ASSIGNMENT
Repeat all of the records verbatim.

Data extracted from a collection
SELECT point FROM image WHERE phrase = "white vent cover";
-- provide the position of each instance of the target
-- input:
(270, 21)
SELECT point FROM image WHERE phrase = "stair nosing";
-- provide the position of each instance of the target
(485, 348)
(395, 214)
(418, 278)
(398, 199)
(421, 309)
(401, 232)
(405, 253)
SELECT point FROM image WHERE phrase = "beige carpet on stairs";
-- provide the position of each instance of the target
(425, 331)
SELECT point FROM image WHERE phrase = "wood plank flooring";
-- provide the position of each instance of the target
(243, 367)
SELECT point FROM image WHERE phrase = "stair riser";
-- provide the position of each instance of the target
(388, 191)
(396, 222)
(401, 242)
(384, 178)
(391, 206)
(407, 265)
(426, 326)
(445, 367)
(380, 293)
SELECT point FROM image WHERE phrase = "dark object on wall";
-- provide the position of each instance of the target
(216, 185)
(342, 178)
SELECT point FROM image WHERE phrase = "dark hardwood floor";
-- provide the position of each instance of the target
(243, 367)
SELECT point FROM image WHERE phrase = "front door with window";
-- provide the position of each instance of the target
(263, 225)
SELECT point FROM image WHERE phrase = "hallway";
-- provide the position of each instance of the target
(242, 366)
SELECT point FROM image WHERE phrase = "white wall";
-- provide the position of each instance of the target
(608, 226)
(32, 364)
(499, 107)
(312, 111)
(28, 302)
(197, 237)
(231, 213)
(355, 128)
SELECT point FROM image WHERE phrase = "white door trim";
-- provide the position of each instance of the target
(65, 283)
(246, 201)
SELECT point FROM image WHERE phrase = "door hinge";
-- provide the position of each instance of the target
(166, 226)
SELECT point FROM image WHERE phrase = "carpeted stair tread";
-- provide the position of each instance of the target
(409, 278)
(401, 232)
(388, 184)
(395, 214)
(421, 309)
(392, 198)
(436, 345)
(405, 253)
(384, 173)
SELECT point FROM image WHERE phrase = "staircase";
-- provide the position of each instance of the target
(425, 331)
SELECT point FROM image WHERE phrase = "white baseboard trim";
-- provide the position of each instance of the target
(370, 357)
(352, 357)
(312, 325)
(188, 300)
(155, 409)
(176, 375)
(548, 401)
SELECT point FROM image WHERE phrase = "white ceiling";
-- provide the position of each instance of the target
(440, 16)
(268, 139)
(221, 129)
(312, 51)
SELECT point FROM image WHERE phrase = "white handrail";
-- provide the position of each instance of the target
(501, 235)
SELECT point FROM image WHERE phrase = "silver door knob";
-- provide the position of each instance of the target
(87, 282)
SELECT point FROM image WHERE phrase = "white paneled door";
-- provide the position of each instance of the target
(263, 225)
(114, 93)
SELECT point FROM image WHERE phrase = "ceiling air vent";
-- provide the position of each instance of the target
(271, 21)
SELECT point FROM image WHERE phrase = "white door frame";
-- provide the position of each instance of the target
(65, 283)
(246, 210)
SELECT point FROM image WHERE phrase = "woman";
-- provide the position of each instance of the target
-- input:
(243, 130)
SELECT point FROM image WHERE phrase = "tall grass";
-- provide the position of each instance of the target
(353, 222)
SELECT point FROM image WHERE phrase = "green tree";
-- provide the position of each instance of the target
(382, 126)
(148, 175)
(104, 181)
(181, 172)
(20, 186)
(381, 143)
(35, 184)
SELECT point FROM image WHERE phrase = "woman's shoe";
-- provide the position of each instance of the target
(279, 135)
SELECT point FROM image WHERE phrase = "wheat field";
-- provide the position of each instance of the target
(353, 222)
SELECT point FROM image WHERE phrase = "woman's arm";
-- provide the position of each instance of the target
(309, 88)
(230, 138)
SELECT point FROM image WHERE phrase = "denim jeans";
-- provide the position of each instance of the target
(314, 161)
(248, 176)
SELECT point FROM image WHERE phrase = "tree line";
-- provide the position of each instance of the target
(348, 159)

REPLY
SELECT point FROM image WHERE phrase = "white vent cover";
-- provide the position of each instance of the target
-- input:
(270, 21)
SELECT point FROM image WHERE phrase = "stair nosing";
-- provide the position of each instance of the target
(485, 348)
(395, 214)
(418, 278)
(398, 199)
(421, 309)
(401, 232)
(405, 253)
SELECT point FROM image WHERE phrase = "beige carpet on stairs";
-- provide the position of each instance of the target
(425, 331)
SELECT point FROM image WHERE phrase = "wood plank flooring";
-- provide the position of each instance of the target
(243, 367)
SELECT point FROM image WHERE phrase = "stair riser";
-- provide the position of each instance of the target
(388, 191)
(396, 222)
(401, 242)
(384, 178)
(391, 206)
(407, 265)
(426, 326)
(445, 367)
(380, 293)
SELECT point FROM image WHERE phrase = "dark object on wall";
-- provide the position of each instance of the target
(216, 185)
(342, 178)
SELECT point FROM image WHERE phrase = "dark hardwood floor";
-- provide the position of each instance of the target
(243, 367)
SELECT point FROM image WHERE phrase = "front door with window";
-- provide the position of each instance of the target
(263, 225)
SELECT point FROM image WHERE phrase = "hallway";
-- provide the position of each instance of the target
(242, 366)
SELECT point FROM image WHERE phrase = "white wall";
-- provide the position of each instance of the target
(608, 226)
(32, 364)
(499, 107)
(312, 111)
(28, 302)
(197, 237)
(231, 213)
(355, 128)
SELECT point FROM image WHERE phrase = "white door trim";
-- provide the position of each instance of the target
(65, 283)
(246, 201)
SELECT point FROM image WHERE phrase = "door hinge";
-- provide the position of each instance of the target
(166, 226)
SELECT point FROM image WHERE phrase = "carpeted stair tread";
-- provide the position of each instance of the target
(409, 278)
(401, 232)
(388, 184)
(395, 214)
(421, 309)
(392, 198)
(436, 345)
(405, 253)
(384, 173)
SELECT point FROM image WHERE phrase = "staircase";
-- provide the position of each instance of the target
(425, 331)
SELECT point FROM image WHERE phrase = "white baseboard trim";
-- provide the position of each instance of the target
(370, 357)
(352, 357)
(312, 325)
(188, 300)
(155, 409)
(176, 375)
(548, 401)
SELECT point FROM image WHERE phrase = "white ceiling";
-- provide the position of each instance of the target
(440, 16)
(268, 139)
(221, 129)
(312, 51)
SELECT point FROM image WHERE phrase = "white handrail";
-- provide the position of each instance of the target
(501, 235)
SELECT point FROM image WHERE phrase = "silver door knob";
-- provide the position of each instance of the target
(87, 282)
SELECT point FROM image WHERE phrase = "white paneled door";
-- provide the position of each instance of the target
(263, 225)
(114, 93)
SELECT point FROM image WHERE phrase = "ceiling air vent";
-- provide the position of each instance of the target
(271, 21)
SELECT point FROM image WHERE phrase = "white door frame";
-- provide the position of each instance of the target
(65, 283)
(246, 210)
SELECT point FROM image WHERE phrase = "woman";
-- provide the position of each instance of the target
-- input:
(243, 130)
SELECT point FROM image WHERE phrase = "tall grass";
-- provide the position of each instance of the target
(353, 222)
SELECT point FROM image WHERE phrase = "green tree";
-- provide the position of each instance of the target
(382, 126)
(148, 175)
(104, 181)
(181, 172)
(20, 186)
(381, 143)
(35, 184)
SELECT point FROM image WHERE phrase = "woman's shoe";
-- provide the position of each instance of the target
(279, 135)
SELECT point FROM image WHERE phrase = "wheat field";
-- provide the position of each instance of the target
(353, 222)
SELECT point FROM image WHERE phrase = "woman's arm";
-- provide the position of each instance of the target
(309, 88)
(230, 138)
SELECT point FROM image WHERE phrase = "denim jeans";
-- provide the position of each instance of the target
(314, 161)
(248, 176)
SELECT point FROM image WHERE phrase = "tree line";
-- provide the position of each instance of the target
(348, 159)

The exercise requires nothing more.